▶ Text passage:
===============

A Clash of Titans. An overview of the initial phases of Coalition States’ military advance, and the major issues they faced (hint: overconfidence and poor campaign design). Because of their overconfidence, Tolkeen’s response to the invasion bloodied the CS Army’s nose and basically halted the advance at the front lines of their initial advance. The Coalition leadership, reeling from the more capable defensive measures than they expected, has started to turn it around by adapting tactics and a change in the mental approach to the conflict. Of specific note, under the Author’s Notes segment, they specifically call out how this book will either shock/disappoint fans of the CS, or further justify those that view the CS as the worst thing to walk the earth. Yep.


A Rising Evil. After the initial shock and awe, and in some respect the death of many of the leaders that failed to respect Tolkeen’s drive to survive, the Second Wave of leadership has started to promote a much more extreme approach; atrocities are more accepted, and in some cases expected or reinforced. The leader of this Second Wave, General Micander Drogue, and several other major players, are detailed with backgrounds and stat sheets. Also includes the Dirty Thirty, a platoon of CS Special Forces with some backgrounds to allow a GM some flavour and NPCs to use. This is followed by pages of NPC Stats and typical combat OCCs (basically every CS OCC available) for a GM to use.


Coalition Bounty Hunters and Mercenary Agents. A nice segment that discusses the various mercenary groups that would be drawn to this conflict. There are nice breakdowns of the various class blocks and how they would be employed, with some interesting examples.


The Twin Face of Evil. A series of short stories that expose the various perspectives at play within the conflict. Some well-presented readings.


General Drogue’s Projects. Here we get a bit of a deep dive into the four pronged approach General Drogue is applying to the Coalition’s war effort.

  • Operation Hardball. In order to reduce Tolkeen’s spirit and reduce civilian resistance, the CS forces have begun corralling civilians into concentration camps/slave labour in order to: captures and segregates magic users from civilians; reduces pool of guerilla warriors; slave labour for the CS; and, separate humans from mages/D-Bees for “re-education.” Details for typical camps are laid out, as well as several key characters.

  • Operation Spoilsport. Special Forces teams inserted behind enemy lines to commit acts of sabotage, assassinations, wholesale slaughter, and general confound the Tolkeen forces.

  • Operation Kingkiller. Rather obviously a covert operation for the purposes of killing King Creed and members of the Circle of Twelve.

  • Operation Hailstorm. The main army’s push forward.

Tolkeen Triumphant. A precis on Tolkeen’s military tactics; the ‘what’ and the ‘how.’ Their goal is to stop the enemy, not annihilate them, in order to increase the CS frustration and force them to recommit to campaign planning. By encouraging fear the use of fear, and striking CS formations under Tolkeen’s terms (primarily through teleportation), using the power of nature against the CS (elements and elementals), magic-based machines of destruction (Iron Juggernauts), alliances with greater magical beings and daemonic forces (Daemonix), and Necromancers resurrecting fields of dead CS soldiers, they have tilted the operational and tactical field advantage from the CS. Note: This section and the information presented in Siege of Tolkeen Books 1 and 3 will trigger a few follow-on posts on military operations at the strategic/operational/tactical levels, boiled down as optional information for GMs in application to their campaigns.

===============

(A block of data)
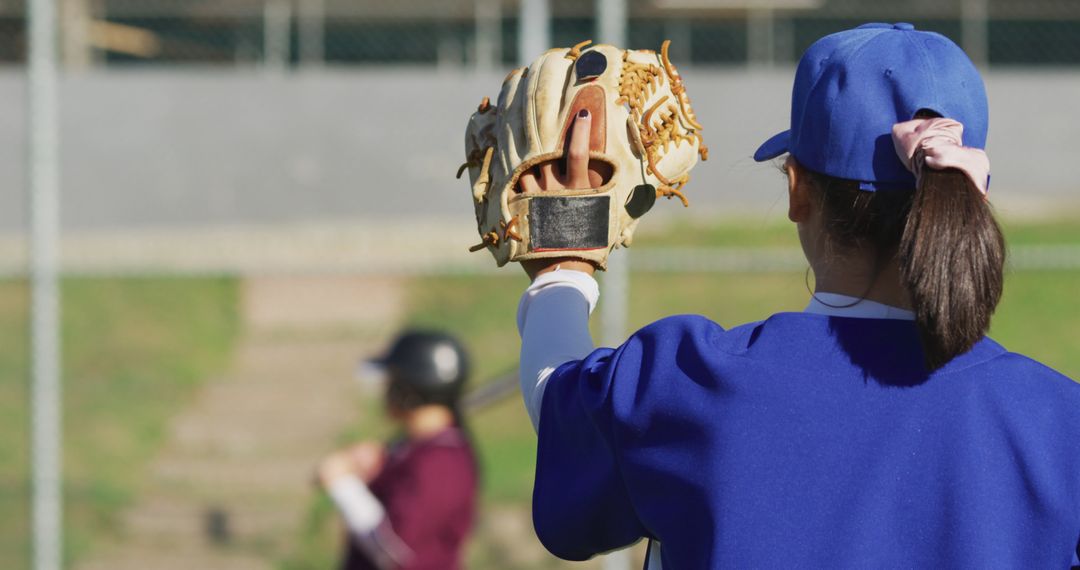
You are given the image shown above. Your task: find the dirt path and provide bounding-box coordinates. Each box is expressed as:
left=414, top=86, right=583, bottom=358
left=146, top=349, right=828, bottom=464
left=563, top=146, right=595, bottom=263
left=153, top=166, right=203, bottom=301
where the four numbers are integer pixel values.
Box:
left=78, top=276, right=403, bottom=570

===============

▶ Task objective:
In the book overview above, who leads the Second Wave of Coalition leadership? Please answer in a few words.

▶ Exercise response:
General Micander Drogue